> **Document text**
What is the taste of
a dream in the darkness?
How might you carry a dream?
In a pocket,
a cage or
a basket?
Tangled in memory,
twined round a heart?
Where would you keep it
for safety?
Can you lock up a dream,
with a key?
Or, should you trust
to the light
to keep a dream safe,
keep it close, keep it near
what are the colours
of dreaming?
Are they layered, like mist,
are they coloured, like gold
and fragile like fragments,
like leaves in the wind?
Do they long for the dark
and the moon?
Does a dream find each
dreamer? Does it seek in
the night, searching for
someone who might understand
the why and the wherefore,
the warp and the weft?
Can you hunt for a dream
with a hound at your heels?
Can you hunt for a dream
with a hawk on your glove?
Must you search in silence,
in secret, in shadow?
Wait, watch and listen.
Between a breath and a breath
you might find the taste of a
dream in the dark. Never fear
Jackie Morris from Feather Leaf Bark Stone
It’s struck me that I haven’t yet talked about dreams, and dreams as a form of revelation – and not just for the Wise Ones. The Christmas gospel narratives are packed with people having dreams, and having had them, they act upon them.

> **Entries**
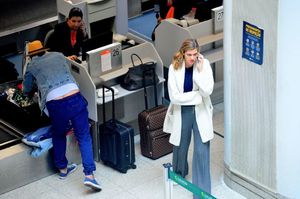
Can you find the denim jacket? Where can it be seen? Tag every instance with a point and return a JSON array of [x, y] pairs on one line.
[[49, 72]]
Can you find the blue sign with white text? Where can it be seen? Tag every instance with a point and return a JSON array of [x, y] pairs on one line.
[[253, 43]]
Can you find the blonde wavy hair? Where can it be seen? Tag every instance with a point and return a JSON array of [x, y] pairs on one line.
[[178, 58]]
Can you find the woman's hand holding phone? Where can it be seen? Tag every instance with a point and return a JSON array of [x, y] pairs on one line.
[[200, 59]]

> **Given task 1**
In the text on dreams, what two animals are imagined accompanying someone who hunts for a dream?
> **Given task 2**
Write out the text on dreams, starting at "Can you lock" and ending at "in the wind?".
> **Given task 3**
Continue the text on dreams from its last sentence.

> **Expected output 1**
A hound at the heels and a hawk on the glove.

> **Expected output 2**
Can you lock up a dream,
with a key?
Or, should you trust
to the light
to keep a dream safe,
keep it close, keep it near
what are the colours
of dreaming?
Are they layered, like mist,
are they coloured, like gold
and fragile like fragments,
like leaves in the wind?

> **Expected output 3**
When is the last time I had a dream, took it as a message from the Divine, and then changed my life’s course as a result?
I’m not good at remembering my dreams on waking. But perhaps dreams add up in me, in the layers of my subconscious, until they are able to surface in a different way? As I was thinking about this I came across an intriguing passage in Back to Nature by naturalists and broadcasters Chris Packham and Megan McCubbin, which is worth quoting at length:
Our days are packed full of information, some of which is useful and some of which is not, so when our bodies shut down to sleep our brains go into overdrive replaying the day’s events, filtering out which memories and new skills are worth hanging onto. The dreams we have essentially help with memory consolidation, but dreaming isn’t solely limited to humans and evidence of dreams can be observed in many different species, from cats to cuttlefish.
Of course, it depends on your definition of dreaming, but scientists are able to measure brain activity in animals as they sleep and find that many species, similarly to us, will have rapid eye movement (REM) cycles. This is the point of sleep where vivid dreams generally occur.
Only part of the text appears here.